---------- MATERIALS PROVIDED
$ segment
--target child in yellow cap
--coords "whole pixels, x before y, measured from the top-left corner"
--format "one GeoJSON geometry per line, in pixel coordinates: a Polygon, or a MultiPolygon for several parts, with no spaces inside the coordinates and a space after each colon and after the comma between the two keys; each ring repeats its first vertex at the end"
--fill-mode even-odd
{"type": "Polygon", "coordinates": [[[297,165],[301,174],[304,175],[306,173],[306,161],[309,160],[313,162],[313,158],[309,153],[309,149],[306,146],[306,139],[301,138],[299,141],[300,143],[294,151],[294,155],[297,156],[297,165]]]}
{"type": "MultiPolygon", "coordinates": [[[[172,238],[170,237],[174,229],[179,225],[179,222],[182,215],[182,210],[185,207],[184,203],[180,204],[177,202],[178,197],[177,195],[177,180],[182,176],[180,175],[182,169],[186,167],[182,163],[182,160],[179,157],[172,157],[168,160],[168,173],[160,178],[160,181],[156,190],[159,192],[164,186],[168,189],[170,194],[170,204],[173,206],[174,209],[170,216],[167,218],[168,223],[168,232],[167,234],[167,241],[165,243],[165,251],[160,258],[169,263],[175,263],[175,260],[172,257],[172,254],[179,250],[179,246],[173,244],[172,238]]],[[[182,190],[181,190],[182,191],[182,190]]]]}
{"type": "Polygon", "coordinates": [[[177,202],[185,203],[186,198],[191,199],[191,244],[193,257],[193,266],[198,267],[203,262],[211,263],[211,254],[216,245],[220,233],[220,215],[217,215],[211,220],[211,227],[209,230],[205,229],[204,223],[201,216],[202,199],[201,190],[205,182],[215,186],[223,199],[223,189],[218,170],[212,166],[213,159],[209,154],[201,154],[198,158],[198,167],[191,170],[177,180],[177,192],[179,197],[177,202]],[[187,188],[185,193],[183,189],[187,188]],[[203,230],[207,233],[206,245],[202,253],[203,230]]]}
--------------------
WHAT THE TASK ASKS: Could you give the lines above as a two-column CSV with the headers input and output, one row per command, putting the command's full text in input and its answer in output, each as a single quoted field with every line break replaced by a space?

EXERCISE ANSWER:
input,output
"$ segment --target child in yellow cap --coords ""whole pixels, x before y, measured from the top-left corner"" --format ""one GeoJSON geometry per line, in pixel coordinates: a Polygon, or a MultiPolygon for several parts, with no spaces inside the coordinates and a space after each colon and after the comma between the two keys; each ring repeats its first vertex at the end"" --fill-mode even-odd","{""type"": ""Polygon"", ""coordinates"": [[[297,165],[301,174],[304,175],[306,173],[306,161],[309,160],[313,162],[313,158],[309,153],[309,149],[306,146],[306,139],[301,138],[299,141],[300,143],[294,151],[294,155],[297,156],[297,165]]]} {""type"": ""MultiPolygon"", ""coordinates"": [[[[172,238],[170,237],[174,229],[179,225],[179,222],[182,215],[182,210],[185,207],[184,203],[180,204],[177,202],[178,197],[177,195],[177,180],[182,176],[180,175],[182,169],[186,167],[182,163],[182,160],[179,157],[172,157],[168,160],[168,173],[160,178],[160,181],[156,190],[159,192],[164,186],[168,189],[170,194],[170,204],[173,206],[174,209],[170,216],[167,218],[168,223],[168,232],[167,234],[167,241],[165,243],[165,251],[160,258],[169,263],[175,263],[175,260],[172,257],[172,254],[179,250],[179,246],[173,244],[172,238]]],[[[182,190],[181,190],[182,191],[182,190]]]]} {""type"": ""Polygon"", ""coordinates"": [[[177,202],[185,203],[186,198],[191,199],[191,244],[193,257],[193,266],[198,267],[203,262],[211,263],[211,254],[216,245],[220,233],[220,215],[217,215],[211,220],[211,227],[209,230],[205,229],[204,223],[201,216],[202,199],[201,190],[205,182],[215,186],[223,199],[223,189],[218,170],[212,166],[213,159],[209,154],[201,154],[198,158],[198,167],[191,170],[177,180],[177,192],[179,197],[177,202]],[[187,188],[185,193],[183,189],[187,188]],[[203,230],[207,233],[206,245],[202,253],[203,230]]]}"